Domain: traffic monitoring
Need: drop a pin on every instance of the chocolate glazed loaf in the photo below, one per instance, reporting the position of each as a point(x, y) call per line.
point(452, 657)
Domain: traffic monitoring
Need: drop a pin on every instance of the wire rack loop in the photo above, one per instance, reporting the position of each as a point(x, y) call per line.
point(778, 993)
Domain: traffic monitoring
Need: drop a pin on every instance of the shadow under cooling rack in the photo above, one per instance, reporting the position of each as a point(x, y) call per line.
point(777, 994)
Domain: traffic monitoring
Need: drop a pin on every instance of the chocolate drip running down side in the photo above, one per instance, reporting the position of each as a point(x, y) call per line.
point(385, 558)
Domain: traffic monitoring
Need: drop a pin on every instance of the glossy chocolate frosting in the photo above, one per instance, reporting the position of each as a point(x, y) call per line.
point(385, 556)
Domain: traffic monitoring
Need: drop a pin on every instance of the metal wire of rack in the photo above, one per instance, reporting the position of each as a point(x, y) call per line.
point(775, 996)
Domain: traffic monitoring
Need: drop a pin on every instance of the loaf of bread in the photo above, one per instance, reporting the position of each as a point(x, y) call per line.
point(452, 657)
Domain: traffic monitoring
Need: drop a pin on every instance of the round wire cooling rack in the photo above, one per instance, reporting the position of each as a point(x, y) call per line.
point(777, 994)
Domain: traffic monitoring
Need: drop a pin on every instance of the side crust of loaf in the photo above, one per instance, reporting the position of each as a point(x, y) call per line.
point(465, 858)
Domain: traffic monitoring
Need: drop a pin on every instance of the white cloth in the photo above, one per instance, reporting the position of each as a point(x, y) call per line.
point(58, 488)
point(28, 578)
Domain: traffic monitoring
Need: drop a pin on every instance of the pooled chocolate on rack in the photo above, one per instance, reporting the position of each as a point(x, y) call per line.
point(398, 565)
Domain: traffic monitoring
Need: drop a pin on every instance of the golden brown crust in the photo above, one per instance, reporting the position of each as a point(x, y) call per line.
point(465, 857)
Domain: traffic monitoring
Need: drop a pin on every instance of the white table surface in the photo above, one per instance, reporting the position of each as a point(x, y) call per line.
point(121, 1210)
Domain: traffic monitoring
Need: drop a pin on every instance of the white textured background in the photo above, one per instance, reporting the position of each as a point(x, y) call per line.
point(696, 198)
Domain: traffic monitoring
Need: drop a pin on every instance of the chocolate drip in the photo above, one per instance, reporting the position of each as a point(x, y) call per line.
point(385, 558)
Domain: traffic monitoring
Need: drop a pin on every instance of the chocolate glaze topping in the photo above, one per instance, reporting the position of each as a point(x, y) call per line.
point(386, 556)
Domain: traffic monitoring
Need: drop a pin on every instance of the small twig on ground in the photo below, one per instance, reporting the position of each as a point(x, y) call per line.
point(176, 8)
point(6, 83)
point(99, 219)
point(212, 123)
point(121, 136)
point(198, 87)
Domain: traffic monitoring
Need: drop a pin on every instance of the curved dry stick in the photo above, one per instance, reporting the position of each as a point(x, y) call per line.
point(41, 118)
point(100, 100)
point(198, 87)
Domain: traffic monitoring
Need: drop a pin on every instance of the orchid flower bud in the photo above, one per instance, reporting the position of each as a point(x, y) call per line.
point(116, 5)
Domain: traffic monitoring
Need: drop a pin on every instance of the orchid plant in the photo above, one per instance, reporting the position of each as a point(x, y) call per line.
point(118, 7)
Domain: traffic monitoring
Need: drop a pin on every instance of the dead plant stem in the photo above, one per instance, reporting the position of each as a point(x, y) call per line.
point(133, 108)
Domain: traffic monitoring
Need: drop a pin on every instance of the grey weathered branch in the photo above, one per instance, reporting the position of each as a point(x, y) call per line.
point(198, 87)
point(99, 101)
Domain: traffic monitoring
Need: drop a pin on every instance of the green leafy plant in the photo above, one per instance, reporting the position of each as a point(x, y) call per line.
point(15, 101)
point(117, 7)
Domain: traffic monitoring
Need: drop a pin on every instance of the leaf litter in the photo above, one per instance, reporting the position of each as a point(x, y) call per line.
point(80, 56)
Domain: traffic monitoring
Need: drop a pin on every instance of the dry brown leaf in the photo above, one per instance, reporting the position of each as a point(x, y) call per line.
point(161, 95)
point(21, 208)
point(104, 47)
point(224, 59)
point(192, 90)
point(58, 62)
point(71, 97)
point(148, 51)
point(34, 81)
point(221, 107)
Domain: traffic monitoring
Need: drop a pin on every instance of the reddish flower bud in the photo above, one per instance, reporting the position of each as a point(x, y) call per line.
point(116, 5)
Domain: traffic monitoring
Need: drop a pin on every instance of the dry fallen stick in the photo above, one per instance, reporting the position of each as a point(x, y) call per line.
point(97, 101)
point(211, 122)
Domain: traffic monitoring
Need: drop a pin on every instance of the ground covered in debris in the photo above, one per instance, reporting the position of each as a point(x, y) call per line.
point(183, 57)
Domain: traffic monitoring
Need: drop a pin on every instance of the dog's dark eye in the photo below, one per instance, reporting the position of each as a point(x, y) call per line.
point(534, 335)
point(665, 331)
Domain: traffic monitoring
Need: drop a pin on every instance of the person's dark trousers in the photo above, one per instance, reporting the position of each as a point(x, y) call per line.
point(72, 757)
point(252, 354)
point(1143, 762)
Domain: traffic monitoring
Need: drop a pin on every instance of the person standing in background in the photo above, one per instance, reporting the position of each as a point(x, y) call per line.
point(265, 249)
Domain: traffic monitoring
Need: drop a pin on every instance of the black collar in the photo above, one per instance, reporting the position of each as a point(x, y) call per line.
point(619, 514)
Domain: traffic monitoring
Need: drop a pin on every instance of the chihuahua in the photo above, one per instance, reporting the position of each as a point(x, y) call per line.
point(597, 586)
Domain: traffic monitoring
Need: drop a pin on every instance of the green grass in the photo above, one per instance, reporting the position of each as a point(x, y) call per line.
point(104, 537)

■ THE TASK: Reproduce the material verbatim, beginning at its first line and stopping after the line that contains "point(398, 565)", with both of those lines included.

■ RESULT:
Domain: traffic monitoring
Need: drop a pin on every instance of the chocolate glazed loaf in the photo below, one per instance, reporting the position of each as a point(x, y) call per line.
point(452, 657)
Domain: traffic monitoring
Need: drop a pin on every instance of the wire rack loop in the photo above, one per instance, reporting the position of each as a point(x, y) call per line.
point(778, 993)
Domain: traffic monitoring
Need: drop a pin on every instance of the shadow under cooling rack in the photo above, one per instance, reporting the position of each as a point(x, y) call per line.
point(777, 994)
Domain: traffic monitoring
Need: drop a pin on every instance of the chocolate drip running down side in the photo above, one per instance, reporting the position of each as a point(x, y) call per line.
point(385, 558)
Domain: traffic monitoring
Need: drop a pin on every instance of the glossy chocolate frosting in the photo above, one per instance, reporting the position of each as a point(x, y) call per line.
point(385, 556)
Domain: traffic monitoring
Need: drop a pin on every instance of the metal wire of rack in the photo above, one per instance, reporting the position of each as a point(x, y) call per line.
point(775, 996)
Domain: traffic monitoring
Need: drop a pin on every instance of the loaf of bread in the photo above, one per instance, reporting the position of each as a point(x, y) call per line.
point(452, 657)
Domain: traffic monitoring
Need: drop a pin on every instance of the round wire cooling rack in the photo above, one per instance, reporting the position of each as a point(x, y) call per line.
point(777, 994)
Domain: traffic monitoring
Need: drop a pin on every instance of the side crust of loaf in the photo above, one per instance, reporting the position of each as a point(x, y) call per line.
point(465, 858)
Domain: traffic monitoring
Need: drop a pin on every instance of the white cloth in the photo above, one per instance, reporting the position of each as a point(x, y) call per line.
point(58, 488)
point(28, 578)
Domain: traffic monitoring
Need: drop a pin on every instance of the pooled chocolate on rack in the photo above, one per instance, reporting the position of each as a point(x, y) call per line.
point(398, 565)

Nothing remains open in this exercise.